### WRITTEN EXERCISE:
Pull out every line below that contains the word "side".

** Start **

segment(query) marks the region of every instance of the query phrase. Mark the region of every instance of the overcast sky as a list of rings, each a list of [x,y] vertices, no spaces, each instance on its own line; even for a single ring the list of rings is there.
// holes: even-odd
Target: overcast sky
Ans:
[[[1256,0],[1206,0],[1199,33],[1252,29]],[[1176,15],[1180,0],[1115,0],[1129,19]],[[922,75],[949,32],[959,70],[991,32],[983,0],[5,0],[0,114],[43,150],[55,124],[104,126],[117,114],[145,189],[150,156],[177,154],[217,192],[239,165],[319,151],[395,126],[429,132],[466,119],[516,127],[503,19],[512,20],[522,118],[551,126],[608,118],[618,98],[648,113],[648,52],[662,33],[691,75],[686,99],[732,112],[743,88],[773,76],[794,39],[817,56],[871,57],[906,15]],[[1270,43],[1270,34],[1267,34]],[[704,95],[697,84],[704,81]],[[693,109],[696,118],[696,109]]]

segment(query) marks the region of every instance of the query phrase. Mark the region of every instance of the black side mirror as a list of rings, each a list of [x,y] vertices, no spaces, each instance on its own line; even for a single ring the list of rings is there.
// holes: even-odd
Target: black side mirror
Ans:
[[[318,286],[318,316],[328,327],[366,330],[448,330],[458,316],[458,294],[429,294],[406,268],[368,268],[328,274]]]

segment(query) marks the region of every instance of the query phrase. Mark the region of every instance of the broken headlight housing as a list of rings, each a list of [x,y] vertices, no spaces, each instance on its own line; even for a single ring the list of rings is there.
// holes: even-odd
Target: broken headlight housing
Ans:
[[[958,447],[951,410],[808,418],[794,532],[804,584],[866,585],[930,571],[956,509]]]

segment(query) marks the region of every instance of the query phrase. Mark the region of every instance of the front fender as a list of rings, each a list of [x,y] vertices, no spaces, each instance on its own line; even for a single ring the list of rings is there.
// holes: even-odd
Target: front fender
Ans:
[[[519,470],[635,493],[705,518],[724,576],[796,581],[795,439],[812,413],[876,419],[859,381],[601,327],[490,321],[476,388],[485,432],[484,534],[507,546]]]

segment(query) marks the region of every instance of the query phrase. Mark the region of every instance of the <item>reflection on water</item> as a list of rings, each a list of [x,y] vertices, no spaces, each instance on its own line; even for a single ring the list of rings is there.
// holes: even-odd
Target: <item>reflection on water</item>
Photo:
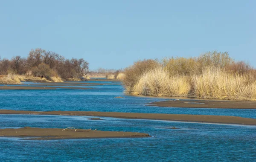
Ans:
[[[94,81],[95,82],[95,81]],[[3,90],[2,109],[84,110],[233,115],[256,118],[256,110],[146,106],[166,99],[125,95],[119,85],[91,90]],[[116,98],[122,96],[123,98]],[[21,140],[0,138],[3,161],[253,161],[256,127],[89,116],[0,115],[0,128],[26,126],[98,129],[149,133],[139,139]],[[175,127],[178,129],[170,129]]]

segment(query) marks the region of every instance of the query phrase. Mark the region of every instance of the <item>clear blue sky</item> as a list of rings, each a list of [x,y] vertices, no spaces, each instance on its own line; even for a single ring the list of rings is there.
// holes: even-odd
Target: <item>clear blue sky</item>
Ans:
[[[41,47],[91,69],[228,51],[256,67],[256,1],[0,0],[0,56]]]

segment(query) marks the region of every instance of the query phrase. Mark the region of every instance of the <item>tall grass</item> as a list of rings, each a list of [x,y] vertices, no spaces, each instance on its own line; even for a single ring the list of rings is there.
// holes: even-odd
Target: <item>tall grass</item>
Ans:
[[[126,92],[143,95],[256,100],[256,70],[227,52],[145,60],[125,71]]]
[[[192,78],[191,96],[204,98],[256,99],[256,82],[250,73],[240,74],[209,67]]]
[[[134,94],[185,97],[190,90],[186,76],[170,75],[159,67],[144,73],[132,90]]]

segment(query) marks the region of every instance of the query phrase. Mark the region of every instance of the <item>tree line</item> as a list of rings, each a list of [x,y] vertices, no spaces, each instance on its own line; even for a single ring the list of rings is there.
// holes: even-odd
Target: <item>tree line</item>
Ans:
[[[88,72],[88,63],[83,58],[66,59],[54,52],[40,48],[32,49],[28,57],[17,55],[11,60],[0,57],[0,75],[10,73],[18,75],[30,73],[47,79],[59,76],[68,78],[81,78]]]

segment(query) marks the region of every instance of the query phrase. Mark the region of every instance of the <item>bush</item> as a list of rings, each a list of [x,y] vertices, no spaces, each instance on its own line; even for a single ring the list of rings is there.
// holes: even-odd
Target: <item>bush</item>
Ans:
[[[154,60],[149,59],[135,62],[134,65],[125,69],[125,74],[126,76],[124,80],[126,90],[132,92],[132,89],[139,81],[140,77],[145,72],[157,68],[159,63]]]
[[[44,63],[41,63],[38,67],[35,67],[32,68],[32,73],[35,76],[44,78],[50,81],[51,78],[53,77],[58,77],[57,73],[52,70],[48,65]]]
[[[227,52],[145,60],[125,69],[126,92],[150,95],[256,100],[256,70]]]

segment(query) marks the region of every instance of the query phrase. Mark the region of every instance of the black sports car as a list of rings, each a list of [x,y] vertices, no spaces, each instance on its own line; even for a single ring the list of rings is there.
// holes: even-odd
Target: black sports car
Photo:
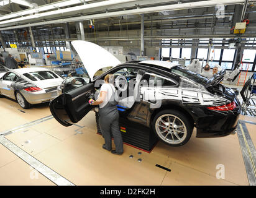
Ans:
[[[139,136],[134,133],[136,129],[144,127],[152,129],[165,143],[180,146],[189,140],[194,127],[197,137],[223,137],[235,132],[240,104],[234,90],[220,84],[225,71],[208,80],[171,62],[144,61],[118,64],[93,79],[93,70],[97,71],[101,64],[109,65],[103,60],[89,67],[85,54],[93,55],[78,46],[89,45],[91,50],[92,46],[99,46],[86,41],[72,43],[91,80],[50,103],[52,114],[62,125],[76,123],[92,110],[88,100],[104,82],[105,75],[113,74],[119,80],[115,85],[121,97],[117,107],[123,134],[134,132],[135,137]],[[107,51],[100,53],[107,54],[108,61],[112,59],[112,66],[118,62]]]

** End **

### EXERCISE ANSWER:
segment(query) marks the region of every instance of the query phrase. Mark the region of every instance of the black side mirror as a list of rings, each a list of [x,y] vertices, no spaces, each instance on its own line; even for a single ring the list of rings is there.
Target: black side mirror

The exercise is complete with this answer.